#### Records supplied:
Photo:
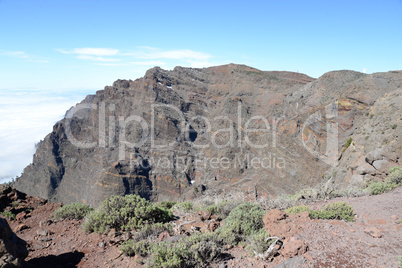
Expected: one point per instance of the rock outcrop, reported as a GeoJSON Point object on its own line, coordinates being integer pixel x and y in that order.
{"type": "Point", "coordinates": [173, 134]}
{"type": "Point", "coordinates": [13, 250]}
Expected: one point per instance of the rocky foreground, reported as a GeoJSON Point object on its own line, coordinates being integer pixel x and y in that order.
{"type": "Point", "coordinates": [373, 239]}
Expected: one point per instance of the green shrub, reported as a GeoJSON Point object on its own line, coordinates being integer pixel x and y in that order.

#### Exercise:
Starting at the line that contains "Expected: one point per instance of the rocky" and continuing to the end of the data, reproduce those lines with "green shrub" changed to "flowering shrub" and nothing else altered.

#### Answer below:
Expected: one point per instance of the rocky foreground, reported as a GeoJSON Point object on its own line, coordinates being integer pixel x and y in that order.
{"type": "Point", "coordinates": [373, 239]}
Expected: one point per instance of the flowering shrub, reported as a GeoJSON Point object on its own line, coordinates being integer pixel x and y in that order.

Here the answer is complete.